This opinion will be unpublished and

may not be cited except as provided by

Minn. Stat. § 480A.08, subd. 3 (1996).




Karen Marie Thielen, petitoner,



Theodore Alfred Thielen,


Filed June 3, 1997


Huspeni, Judge

Becker County District Court

File No. F190557

Brian L. Sobol, Elizabeth B. Bowling, Katz & Manka, Ltd., 4150 First Bank Place, 601 Second Ave. S., Minneapolis, MN 55402 (for Appellant)

Kim A. Pennington, Pennington & Lies, P.A., 26 N. Sixth Ave., Suite 300, P. O. Box 1756, St. Cloud, MN 56302 (for Respondent)

Considered and decided by Parker, Presiding Judge, Toussaint, Chief Judge, and Huspeni, Judge.



The district court denied appellant's postdissolution motions for change of venue, modification of maintenance, and attorney fees. Because we see no abuse of discretion in the denials, we affirm.


Appellant Karen Thielen and respondent Theodore Thielen were married in 1973. Of the three children born during the marriage, one is still a minor. Appellant did not work outside the home after the birth of the first child; respondent was self-employed.

Appellant began dissolution proceedings in Becker County in 1990. In 1991 she moved with the children to Dakota County. Shortly before the scheduled trial, the parties stipulated as to all issues. Both parties were represented by counsel and made use of financial experts.

The parties' stipulation provided that appellant would immediately receive property worth about $150,000 and would receive $376,000 in property settlement payments by 1999. The investment of part of this settlement would give appellant income of about $400 monthly; she would also have $94 monthly from a vendor's interest in a contract for deed, child support for the three children, then aged 12, 15, and 17, in the amount of $1,400 per month, and spousal maintenance in the amount of $2,100 per month for 36 months (June 1992 - May 1995), then $1,700 per month for 12 months (June 1995 - May 1996).[1]

The award of spousal maintenance provided that:

During this period, [appellant] is expressly obligated to make a diligent and good-faith effort to obtain any needed retraining and appropriate employment for the purpose of earning income to replace the temporary maintenance award. [Appellant] is also expected to make prudent investment of the property settlement proceeds she will be receiving pursuant to the Judgment and Decree. Jurisdiction on the issue is reserved.

Appellant has liquidated about $200,000 of her property settlement in the years following the dissolution.

● ● ●

QUESTIONS TO ANSWER:
**a)** Summarize the court opinion in two sentences.
**b)** According to the court opinion, in what year did the appellant move with the children to Dakota County?
**c)** List every judge named in the court opinion as having considered and decided the case, with the title given for each.
The entries that come next have no connection to the court opinion.

● ● ●

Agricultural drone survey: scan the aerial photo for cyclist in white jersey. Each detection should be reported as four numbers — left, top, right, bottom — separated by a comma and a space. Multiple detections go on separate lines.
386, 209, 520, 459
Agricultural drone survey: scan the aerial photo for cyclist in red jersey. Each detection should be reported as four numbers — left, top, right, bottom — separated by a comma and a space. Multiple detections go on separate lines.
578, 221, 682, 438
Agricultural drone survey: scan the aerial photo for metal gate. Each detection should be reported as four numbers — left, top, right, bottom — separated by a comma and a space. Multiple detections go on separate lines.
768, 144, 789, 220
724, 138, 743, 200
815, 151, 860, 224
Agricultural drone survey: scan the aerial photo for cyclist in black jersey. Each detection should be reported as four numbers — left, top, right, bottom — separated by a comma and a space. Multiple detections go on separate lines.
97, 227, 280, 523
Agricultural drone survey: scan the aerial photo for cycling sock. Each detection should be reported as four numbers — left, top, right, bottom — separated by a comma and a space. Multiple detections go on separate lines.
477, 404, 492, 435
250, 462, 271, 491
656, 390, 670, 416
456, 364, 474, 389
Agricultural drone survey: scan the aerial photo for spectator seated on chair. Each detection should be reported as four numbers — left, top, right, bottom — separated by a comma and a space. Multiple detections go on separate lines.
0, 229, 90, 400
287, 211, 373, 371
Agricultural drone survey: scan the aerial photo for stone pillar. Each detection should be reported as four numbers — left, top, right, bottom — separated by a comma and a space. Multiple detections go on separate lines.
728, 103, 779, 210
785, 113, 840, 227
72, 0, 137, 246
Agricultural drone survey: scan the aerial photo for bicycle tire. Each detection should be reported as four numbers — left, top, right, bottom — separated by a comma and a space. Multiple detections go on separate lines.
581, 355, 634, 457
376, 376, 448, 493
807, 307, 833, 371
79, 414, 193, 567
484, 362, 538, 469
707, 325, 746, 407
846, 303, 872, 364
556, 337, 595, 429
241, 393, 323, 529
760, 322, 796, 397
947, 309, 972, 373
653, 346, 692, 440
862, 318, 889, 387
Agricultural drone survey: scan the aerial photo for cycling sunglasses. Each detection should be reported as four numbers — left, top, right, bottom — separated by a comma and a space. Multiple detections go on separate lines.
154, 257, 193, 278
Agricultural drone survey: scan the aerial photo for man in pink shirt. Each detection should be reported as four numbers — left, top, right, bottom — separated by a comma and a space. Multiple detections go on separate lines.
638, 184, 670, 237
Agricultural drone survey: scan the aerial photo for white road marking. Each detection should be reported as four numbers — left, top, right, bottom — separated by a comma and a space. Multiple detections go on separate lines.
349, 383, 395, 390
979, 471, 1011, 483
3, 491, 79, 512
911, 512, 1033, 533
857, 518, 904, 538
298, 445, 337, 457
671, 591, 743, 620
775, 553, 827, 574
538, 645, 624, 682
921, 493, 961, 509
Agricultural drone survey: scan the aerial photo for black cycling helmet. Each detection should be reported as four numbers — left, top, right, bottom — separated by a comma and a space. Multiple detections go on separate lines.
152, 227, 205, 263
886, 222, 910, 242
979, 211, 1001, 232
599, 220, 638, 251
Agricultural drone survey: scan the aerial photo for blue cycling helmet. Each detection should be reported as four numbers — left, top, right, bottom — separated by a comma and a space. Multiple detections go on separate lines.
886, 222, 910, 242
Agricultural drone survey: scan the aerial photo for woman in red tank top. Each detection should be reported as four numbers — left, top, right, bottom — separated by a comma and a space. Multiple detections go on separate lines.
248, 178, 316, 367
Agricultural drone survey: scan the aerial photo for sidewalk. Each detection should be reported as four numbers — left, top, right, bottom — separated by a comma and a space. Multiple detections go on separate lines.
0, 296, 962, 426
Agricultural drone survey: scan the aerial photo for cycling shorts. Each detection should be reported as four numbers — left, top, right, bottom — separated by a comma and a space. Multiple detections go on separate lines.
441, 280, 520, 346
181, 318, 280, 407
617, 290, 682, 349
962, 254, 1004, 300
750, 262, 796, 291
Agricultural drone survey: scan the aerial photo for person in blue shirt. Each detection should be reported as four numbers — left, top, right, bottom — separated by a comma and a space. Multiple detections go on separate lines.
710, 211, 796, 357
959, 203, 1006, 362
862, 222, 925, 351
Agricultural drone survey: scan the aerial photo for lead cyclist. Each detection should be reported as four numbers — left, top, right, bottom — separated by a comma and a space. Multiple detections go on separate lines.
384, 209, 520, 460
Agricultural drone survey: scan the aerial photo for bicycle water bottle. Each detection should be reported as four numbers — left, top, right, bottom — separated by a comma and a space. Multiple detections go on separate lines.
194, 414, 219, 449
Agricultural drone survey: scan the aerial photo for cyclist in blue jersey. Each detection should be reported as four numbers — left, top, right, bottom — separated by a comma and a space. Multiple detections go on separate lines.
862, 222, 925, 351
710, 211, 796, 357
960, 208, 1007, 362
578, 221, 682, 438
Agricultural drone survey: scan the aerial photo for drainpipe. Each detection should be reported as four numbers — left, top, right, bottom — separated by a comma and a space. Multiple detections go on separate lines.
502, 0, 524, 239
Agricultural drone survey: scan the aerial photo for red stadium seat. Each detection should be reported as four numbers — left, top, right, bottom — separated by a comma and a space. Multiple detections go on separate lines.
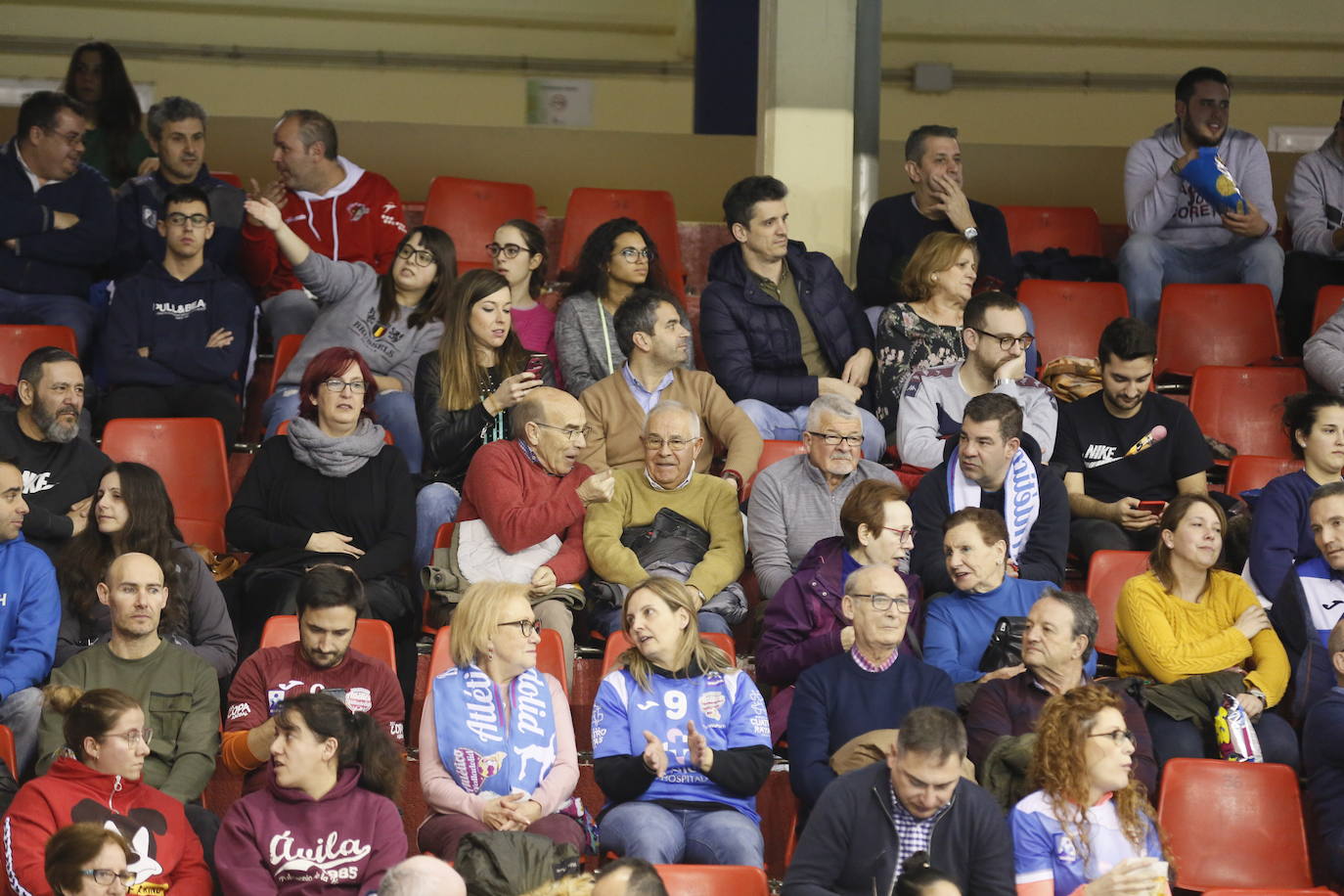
1157, 759, 1312, 893
261, 615, 396, 672
1017, 280, 1129, 366
1088, 551, 1147, 657
560, 187, 686, 286
0, 324, 79, 385
1189, 367, 1307, 457
425, 177, 536, 274
102, 417, 233, 525
999, 205, 1100, 255
1154, 284, 1280, 378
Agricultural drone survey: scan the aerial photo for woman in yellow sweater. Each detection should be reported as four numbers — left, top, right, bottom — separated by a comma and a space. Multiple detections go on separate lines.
1115, 494, 1298, 769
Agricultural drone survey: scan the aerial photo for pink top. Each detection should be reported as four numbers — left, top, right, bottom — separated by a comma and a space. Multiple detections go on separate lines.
420, 673, 579, 821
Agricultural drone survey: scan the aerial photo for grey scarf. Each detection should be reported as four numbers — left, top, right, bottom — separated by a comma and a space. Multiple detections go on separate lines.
285, 417, 384, 478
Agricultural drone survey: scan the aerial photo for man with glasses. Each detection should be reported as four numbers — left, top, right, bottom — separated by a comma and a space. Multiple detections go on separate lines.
910, 392, 1068, 595
789, 565, 957, 809
583, 400, 747, 634
98, 184, 255, 445
0, 90, 117, 353
966, 589, 1157, 795
895, 292, 1059, 468
220, 562, 406, 792
747, 395, 901, 601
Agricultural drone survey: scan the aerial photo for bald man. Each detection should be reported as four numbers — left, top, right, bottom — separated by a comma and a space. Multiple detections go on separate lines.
443, 387, 613, 679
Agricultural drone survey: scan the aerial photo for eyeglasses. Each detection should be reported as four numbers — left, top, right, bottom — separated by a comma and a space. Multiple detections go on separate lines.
808, 429, 863, 447
79, 868, 136, 886
970, 327, 1036, 352
849, 594, 913, 612
1088, 728, 1139, 747
485, 244, 532, 259
538, 424, 593, 442
396, 244, 434, 267
164, 211, 209, 227
101, 728, 155, 752
323, 377, 368, 395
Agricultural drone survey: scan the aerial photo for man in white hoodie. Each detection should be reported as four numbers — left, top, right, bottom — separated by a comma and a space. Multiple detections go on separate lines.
1120, 67, 1283, 324
242, 109, 406, 342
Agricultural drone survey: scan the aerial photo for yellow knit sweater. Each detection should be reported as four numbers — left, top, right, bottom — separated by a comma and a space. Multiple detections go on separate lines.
1115, 569, 1289, 706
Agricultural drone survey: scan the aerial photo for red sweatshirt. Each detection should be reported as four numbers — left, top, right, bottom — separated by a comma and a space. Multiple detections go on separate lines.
3, 756, 213, 896
457, 439, 593, 584
242, 156, 406, 298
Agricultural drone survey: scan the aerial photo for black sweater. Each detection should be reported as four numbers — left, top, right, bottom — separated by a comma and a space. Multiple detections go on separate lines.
224, 435, 416, 580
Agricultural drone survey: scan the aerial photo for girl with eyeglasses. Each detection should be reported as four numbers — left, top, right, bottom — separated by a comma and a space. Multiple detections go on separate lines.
1008, 685, 1171, 896
245, 198, 457, 472
3, 685, 213, 896
555, 217, 694, 396
417, 582, 587, 861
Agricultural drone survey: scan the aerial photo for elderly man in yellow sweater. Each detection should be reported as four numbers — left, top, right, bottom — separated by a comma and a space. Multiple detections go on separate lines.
579, 289, 762, 493
583, 400, 747, 634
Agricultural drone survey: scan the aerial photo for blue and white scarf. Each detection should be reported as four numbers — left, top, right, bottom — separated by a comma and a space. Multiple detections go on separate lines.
434, 665, 555, 796
948, 449, 1040, 562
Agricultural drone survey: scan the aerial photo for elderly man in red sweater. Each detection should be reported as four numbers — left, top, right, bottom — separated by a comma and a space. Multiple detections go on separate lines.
453, 387, 614, 679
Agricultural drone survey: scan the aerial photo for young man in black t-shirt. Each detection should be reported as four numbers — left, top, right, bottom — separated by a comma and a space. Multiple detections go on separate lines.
1055, 317, 1212, 568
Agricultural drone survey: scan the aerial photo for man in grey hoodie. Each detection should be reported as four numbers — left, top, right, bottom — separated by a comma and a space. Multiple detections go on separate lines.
1120, 67, 1283, 324
1280, 102, 1344, 355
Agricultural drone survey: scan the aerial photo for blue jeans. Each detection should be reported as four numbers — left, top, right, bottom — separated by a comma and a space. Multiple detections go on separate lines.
1120, 234, 1283, 325
414, 482, 463, 573
0, 289, 97, 357
261, 385, 434, 472
738, 398, 887, 461
597, 799, 765, 868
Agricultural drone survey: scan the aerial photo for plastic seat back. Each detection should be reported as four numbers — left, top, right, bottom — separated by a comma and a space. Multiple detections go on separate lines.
425, 177, 536, 274
1017, 280, 1129, 364
0, 324, 79, 385
1088, 551, 1147, 655
102, 417, 233, 525
1154, 284, 1280, 377
1189, 367, 1307, 457
261, 615, 396, 672
1157, 759, 1312, 892
999, 205, 1100, 255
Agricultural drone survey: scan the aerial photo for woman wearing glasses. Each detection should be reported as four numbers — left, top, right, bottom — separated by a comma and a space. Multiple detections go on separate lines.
3, 685, 212, 896
417, 582, 587, 861
1008, 685, 1169, 896
245, 198, 457, 472
555, 217, 693, 396
416, 270, 555, 567
224, 346, 420, 668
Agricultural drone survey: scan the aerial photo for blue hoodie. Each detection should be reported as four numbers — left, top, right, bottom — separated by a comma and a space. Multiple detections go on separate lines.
0, 532, 61, 699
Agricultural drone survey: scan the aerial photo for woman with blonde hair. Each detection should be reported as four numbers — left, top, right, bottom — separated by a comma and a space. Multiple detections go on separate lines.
1008, 685, 1168, 896
593, 576, 774, 867
417, 582, 589, 861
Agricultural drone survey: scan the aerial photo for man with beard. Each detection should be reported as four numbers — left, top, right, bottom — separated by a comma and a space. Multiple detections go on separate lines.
1120, 67, 1283, 324
0, 345, 112, 558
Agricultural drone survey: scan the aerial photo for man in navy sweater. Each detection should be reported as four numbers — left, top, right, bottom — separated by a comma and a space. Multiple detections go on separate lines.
789, 565, 957, 809
98, 184, 254, 445
0, 90, 115, 352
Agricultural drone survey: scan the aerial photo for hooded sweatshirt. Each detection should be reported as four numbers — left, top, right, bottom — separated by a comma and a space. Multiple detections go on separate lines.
215, 766, 406, 896
242, 156, 406, 298
1125, 121, 1278, 249
1283, 133, 1344, 258
3, 756, 212, 896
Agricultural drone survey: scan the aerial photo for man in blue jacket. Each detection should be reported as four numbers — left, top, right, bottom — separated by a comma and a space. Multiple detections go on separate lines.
0, 458, 61, 780
700, 176, 887, 460
98, 184, 254, 445
0, 90, 115, 353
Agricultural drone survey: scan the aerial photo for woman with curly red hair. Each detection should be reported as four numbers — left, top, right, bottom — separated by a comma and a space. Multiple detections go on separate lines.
1008, 685, 1168, 896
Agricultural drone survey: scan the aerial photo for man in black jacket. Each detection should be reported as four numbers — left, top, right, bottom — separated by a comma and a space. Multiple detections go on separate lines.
784, 706, 1014, 896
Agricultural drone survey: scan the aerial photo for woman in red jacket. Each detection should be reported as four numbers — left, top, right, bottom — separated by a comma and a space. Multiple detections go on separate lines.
3, 687, 212, 896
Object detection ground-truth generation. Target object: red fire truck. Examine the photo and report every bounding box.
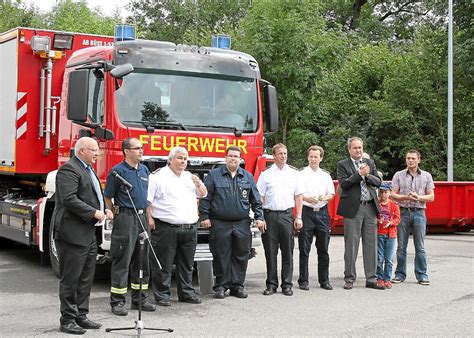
[0,28,278,276]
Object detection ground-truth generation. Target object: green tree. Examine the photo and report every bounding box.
[128,0,252,45]
[235,0,349,165]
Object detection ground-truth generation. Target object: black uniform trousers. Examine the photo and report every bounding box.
[298,205,331,285]
[150,218,197,301]
[262,208,295,289]
[55,239,97,325]
[209,218,252,291]
[110,208,150,306]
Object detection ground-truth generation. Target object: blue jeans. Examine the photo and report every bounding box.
[395,208,428,281]
[377,235,397,282]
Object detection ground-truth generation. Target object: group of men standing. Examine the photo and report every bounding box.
[53,137,434,334]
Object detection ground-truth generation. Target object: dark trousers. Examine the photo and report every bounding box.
[150,218,197,300]
[262,209,295,289]
[56,239,97,325]
[298,206,331,285]
[209,218,252,291]
[343,202,378,284]
[110,208,150,306]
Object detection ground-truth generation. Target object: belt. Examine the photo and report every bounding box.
[115,206,145,215]
[400,207,425,211]
[155,218,197,229]
[263,208,293,213]
[303,204,328,212]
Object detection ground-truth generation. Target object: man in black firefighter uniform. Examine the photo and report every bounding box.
[104,138,155,316]
[199,146,264,299]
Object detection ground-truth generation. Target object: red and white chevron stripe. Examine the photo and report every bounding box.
[16,92,28,140]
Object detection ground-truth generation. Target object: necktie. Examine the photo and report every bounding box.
[87,165,104,211]
[356,161,370,201]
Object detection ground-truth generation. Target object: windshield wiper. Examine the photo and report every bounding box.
[122,120,186,133]
[186,124,242,137]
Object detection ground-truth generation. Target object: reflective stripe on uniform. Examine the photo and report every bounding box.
[130,283,148,290]
[110,286,127,295]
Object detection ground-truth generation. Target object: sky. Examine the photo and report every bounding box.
[23,0,130,17]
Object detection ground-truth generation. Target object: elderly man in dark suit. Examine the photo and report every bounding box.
[337,137,385,290]
[53,137,113,334]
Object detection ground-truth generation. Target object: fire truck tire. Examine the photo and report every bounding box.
[48,223,59,278]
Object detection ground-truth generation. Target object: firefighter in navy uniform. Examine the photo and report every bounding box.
[199,146,264,299]
[104,138,155,316]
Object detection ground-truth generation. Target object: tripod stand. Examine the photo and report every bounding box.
[105,185,174,337]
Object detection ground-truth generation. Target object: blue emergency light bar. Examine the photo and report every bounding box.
[211,34,231,49]
[115,25,135,41]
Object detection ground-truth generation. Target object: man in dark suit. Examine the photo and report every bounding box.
[337,137,385,290]
[53,137,113,334]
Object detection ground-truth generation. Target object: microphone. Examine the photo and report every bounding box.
[112,170,133,189]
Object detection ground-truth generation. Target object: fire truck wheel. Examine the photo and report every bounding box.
[48,224,59,278]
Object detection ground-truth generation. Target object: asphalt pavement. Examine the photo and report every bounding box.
[0,232,474,337]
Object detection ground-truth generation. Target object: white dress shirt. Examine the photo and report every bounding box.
[300,166,335,209]
[257,164,304,211]
[147,166,199,224]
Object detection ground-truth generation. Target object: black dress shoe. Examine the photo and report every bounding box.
[76,318,102,330]
[229,289,248,298]
[130,300,156,312]
[156,299,171,306]
[59,323,86,334]
[321,283,332,290]
[214,290,225,299]
[179,296,201,304]
[263,288,276,296]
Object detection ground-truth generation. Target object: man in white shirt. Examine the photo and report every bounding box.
[257,143,303,296]
[147,147,207,306]
[298,146,335,290]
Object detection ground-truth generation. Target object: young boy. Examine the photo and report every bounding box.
[377,182,400,289]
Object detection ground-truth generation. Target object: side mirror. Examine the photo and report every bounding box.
[263,83,278,133]
[67,69,89,122]
[110,63,134,79]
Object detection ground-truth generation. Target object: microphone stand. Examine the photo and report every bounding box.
[105,182,174,337]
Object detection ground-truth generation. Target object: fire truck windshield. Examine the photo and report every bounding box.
[116,71,258,132]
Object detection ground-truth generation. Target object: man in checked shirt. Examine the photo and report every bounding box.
[391,149,434,285]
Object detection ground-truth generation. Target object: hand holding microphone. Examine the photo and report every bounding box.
[112,170,133,189]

● ● ●

SOLUTIONS BY TASK:
**a)** The district court denied the appellant's postdissolution motions for change of venue, modification of maintenance, and attorney fees, and the appellate court affirmed because it saw no abuse of discretion. Under the parties' stipulation, the appellant received property, settlement payments, and temporary spousal maintenance that obligated her to make a diligent, good-faith effort to obtain retraining and employment, and she has since liquidated about $200,000 of her property settlement.

**b)** 1991

**c)**
Parker, Presiding Judge
Toussaint, Chief Judge
Huspeni, Judge